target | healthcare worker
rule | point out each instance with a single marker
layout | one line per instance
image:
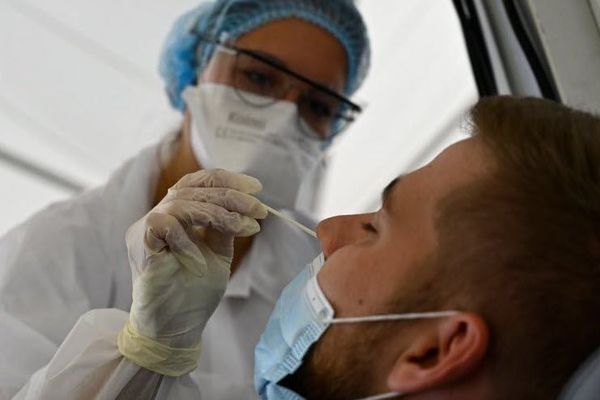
(263, 86)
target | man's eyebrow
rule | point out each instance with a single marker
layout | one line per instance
(388, 189)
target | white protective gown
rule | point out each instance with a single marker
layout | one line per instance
(71, 258)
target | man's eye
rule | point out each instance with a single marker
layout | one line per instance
(367, 226)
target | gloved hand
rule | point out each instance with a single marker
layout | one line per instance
(180, 255)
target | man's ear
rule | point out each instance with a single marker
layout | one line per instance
(444, 351)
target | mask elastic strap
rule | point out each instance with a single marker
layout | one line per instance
(389, 395)
(391, 317)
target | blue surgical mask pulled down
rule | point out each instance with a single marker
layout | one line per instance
(301, 316)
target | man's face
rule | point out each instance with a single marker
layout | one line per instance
(375, 265)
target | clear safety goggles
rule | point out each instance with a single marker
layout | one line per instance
(323, 113)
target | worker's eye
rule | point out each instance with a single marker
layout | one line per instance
(367, 226)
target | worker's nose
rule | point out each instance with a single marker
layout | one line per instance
(337, 232)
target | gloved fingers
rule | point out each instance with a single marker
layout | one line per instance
(192, 214)
(229, 199)
(220, 178)
(164, 232)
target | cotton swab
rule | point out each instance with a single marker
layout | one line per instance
(291, 221)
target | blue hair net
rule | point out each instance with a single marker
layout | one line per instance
(182, 56)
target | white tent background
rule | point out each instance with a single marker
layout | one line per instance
(80, 93)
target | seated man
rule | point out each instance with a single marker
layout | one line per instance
(477, 279)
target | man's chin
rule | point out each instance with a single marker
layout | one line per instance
(327, 373)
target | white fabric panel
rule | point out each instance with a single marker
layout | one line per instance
(80, 92)
(22, 195)
(420, 84)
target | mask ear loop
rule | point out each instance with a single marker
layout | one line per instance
(393, 317)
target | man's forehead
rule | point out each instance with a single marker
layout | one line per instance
(459, 164)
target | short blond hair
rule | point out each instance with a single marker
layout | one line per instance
(522, 245)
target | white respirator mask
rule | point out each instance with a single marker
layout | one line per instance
(264, 142)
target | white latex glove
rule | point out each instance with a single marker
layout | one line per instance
(180, 255)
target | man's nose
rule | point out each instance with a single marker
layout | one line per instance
(337, 232)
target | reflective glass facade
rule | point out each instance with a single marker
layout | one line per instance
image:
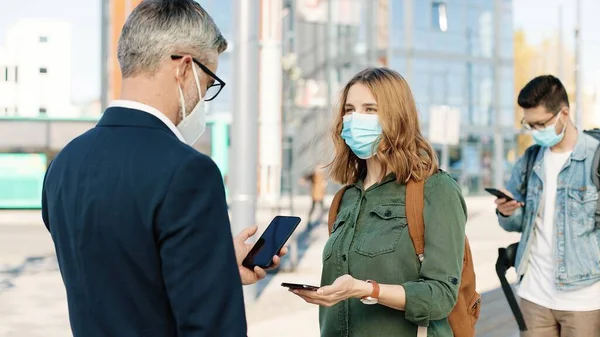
(452, 63)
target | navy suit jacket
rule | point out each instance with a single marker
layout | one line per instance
(141, 230)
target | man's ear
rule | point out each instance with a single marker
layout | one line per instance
(182, 67)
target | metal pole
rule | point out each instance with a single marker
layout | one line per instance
(371, 36)
(578, 72)
(560, 42)
(498, 137)
(104, 55)
(330, 54)
(408, 31)
(390, 48)
(445, 145)
(245, 120)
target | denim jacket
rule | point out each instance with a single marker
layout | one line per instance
(577, 240)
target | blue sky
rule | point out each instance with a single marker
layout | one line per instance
(539, 18)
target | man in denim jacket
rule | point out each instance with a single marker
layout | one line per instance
(558, 260)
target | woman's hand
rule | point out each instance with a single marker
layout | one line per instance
(343, 288)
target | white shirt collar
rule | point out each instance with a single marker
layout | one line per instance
(146, 108)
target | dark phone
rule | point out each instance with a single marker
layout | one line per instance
(271, 241)
(299, 286)
(498, 194)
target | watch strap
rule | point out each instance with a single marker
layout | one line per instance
(375, 293)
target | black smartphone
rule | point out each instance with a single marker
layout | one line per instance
(498, 194)
(271, 241)
(299, 286)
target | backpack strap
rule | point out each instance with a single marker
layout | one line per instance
(415, 200)
(335, 206)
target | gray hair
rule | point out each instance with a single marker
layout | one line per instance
(156, 29)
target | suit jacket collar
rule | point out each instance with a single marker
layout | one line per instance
(119, 116)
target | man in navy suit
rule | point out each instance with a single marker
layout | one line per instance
(138, 217)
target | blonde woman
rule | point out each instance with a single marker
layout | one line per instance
(372, 281)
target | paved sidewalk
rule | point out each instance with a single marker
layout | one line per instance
(34, 304)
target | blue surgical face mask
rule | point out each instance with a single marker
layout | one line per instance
(548, 136)
(361, 133)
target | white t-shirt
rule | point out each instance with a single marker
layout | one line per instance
(539, 282)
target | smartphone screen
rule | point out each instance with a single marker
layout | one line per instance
(498, 194)
(299, 286)
(271, 241)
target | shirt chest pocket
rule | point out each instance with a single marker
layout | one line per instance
(381, 230)
(336, 230)
(582, 209)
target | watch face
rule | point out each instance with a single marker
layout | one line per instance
(369, 300)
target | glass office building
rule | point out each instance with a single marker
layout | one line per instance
(452, 62)
(446, 50)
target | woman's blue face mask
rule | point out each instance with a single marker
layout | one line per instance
(362, 132)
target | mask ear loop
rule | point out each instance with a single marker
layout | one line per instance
(197, 82)
(181, 98)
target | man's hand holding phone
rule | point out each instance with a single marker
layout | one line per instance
(507, 207)
(242, 249)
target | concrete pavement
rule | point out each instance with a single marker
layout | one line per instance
(34, 302)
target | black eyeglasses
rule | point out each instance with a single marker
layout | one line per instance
(214, 89)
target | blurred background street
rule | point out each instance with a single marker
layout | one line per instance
(465, 61)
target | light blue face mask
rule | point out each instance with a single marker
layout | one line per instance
(548, 136)
(361, 133)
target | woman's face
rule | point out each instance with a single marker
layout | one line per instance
(360, 100)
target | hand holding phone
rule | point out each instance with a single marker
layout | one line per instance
(498, 194)
(293, 286)
(505, 204)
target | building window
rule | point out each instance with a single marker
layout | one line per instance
(439, 16)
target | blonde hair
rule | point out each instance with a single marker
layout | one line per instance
(402, 148)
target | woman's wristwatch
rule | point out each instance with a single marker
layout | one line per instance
(374, 297)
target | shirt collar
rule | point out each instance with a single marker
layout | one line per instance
(153, 111)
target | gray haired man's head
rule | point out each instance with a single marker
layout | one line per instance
(156, 29)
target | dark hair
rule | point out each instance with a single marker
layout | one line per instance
(545, 90)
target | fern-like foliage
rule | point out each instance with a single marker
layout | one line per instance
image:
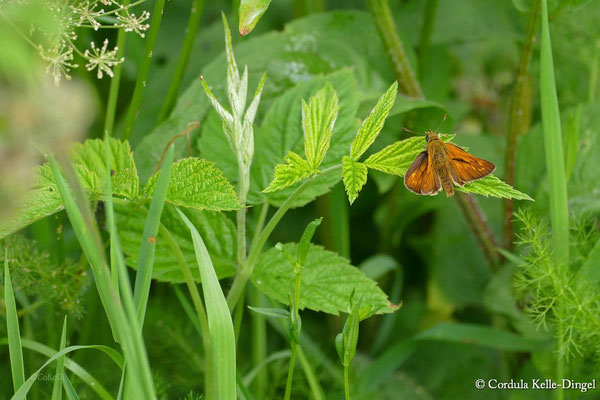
(562, 297)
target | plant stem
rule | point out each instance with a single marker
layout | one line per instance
(559, 208)
(241, 279)
(520, 116)
(183, 59)
(288, 385)
(477, 221)
(426, 33)
(244, 176)
(143, 70)
(380, 9)
(346, 383)
(115, 83)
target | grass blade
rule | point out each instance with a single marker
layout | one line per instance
(12, 327)
(143, 277)
(60, 365)
(75, 368)
(559, 210)
(220, 325)
(69, 389)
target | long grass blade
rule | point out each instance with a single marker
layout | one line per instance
(220, 325)
(12, 327)
(559, 210)
(75, 368)
(60, 365)
(144, 273)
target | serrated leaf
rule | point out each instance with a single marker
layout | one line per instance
(372, 125)
(217, 230)
(318, 118)
(250, 12)
(281, 131)
(494, 187)
(295, 169)
(354, 176)
(197, 183)
(327, 281)
(88, 159)
(396, 158)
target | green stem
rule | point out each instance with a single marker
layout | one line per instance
(380, 9)
(519, 116)
(426, 34)
(113, 94)
(241, 279)
(311, 376)
(259, 343)
(559, 208)
(183, 59)
(143, 70)
(288, 385)
(477, 221)
(346, 383)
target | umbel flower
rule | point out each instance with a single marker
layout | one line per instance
(102, 59)
(58, 47)
(59, 62)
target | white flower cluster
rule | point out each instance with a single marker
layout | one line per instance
(59, 47)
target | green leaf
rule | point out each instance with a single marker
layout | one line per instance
(222, 337)
(354, 175)
(318, 118)
(483, 336)
(494, 187)
(197, 183)
(396, 158)
(295, 169)
(15, 350)
(371, 126)
(281, 132)
(89, 164)
(250, 12)
(217, 230)
(327, 281)
(272, 312)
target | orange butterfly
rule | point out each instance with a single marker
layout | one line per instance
(441, 164)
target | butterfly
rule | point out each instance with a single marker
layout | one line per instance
(443, 164)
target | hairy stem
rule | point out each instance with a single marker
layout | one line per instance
(288, 384)
(241, 279)
(380, 9)
(183, 59)
(140, 84)
(519, 116)
(478, 223)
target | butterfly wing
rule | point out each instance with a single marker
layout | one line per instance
(420, 177)
(466, 167)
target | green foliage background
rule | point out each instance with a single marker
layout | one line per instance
(461, 318)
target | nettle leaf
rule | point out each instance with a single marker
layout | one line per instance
(250, 12)
(328, 281)
(295, 169)
(396, 158)
(494, 187)
(88, 159)
(354, 175)
(372, 125)
(216, 229)
(318, 118)
(281, 132)
(197, 183)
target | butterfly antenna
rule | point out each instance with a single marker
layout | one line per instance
(442, 123)
(408, 130)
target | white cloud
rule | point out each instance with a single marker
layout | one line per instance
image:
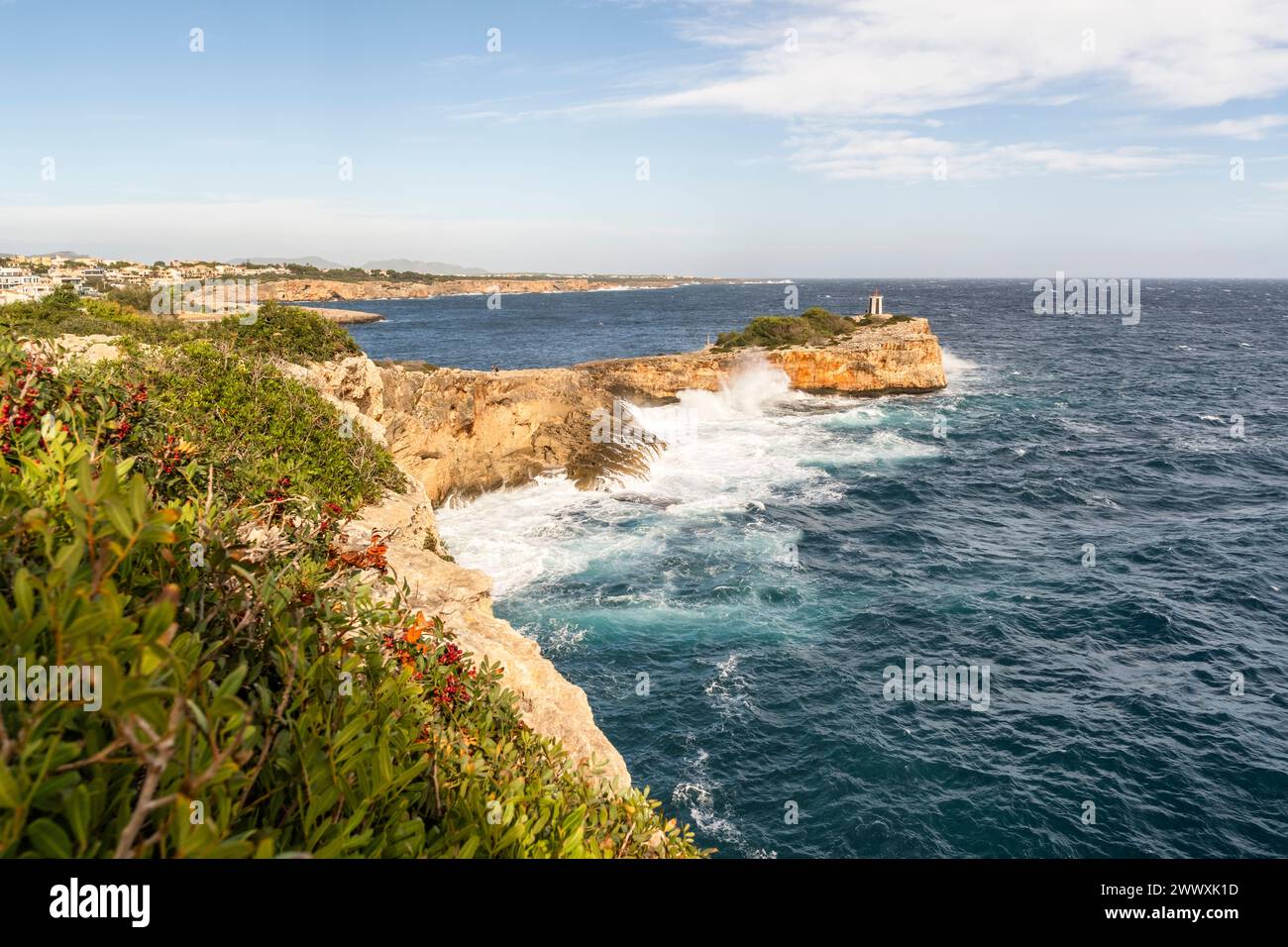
+-------+
WHAT YOU HAVE TO DO:
Copy out each line of the items above that contains the string "building", keeping the lines in their original order. Case counts, so a line that has the string only with different capitals does not qualify.

WRITTEN REPLY:
target | glass office building
target | building window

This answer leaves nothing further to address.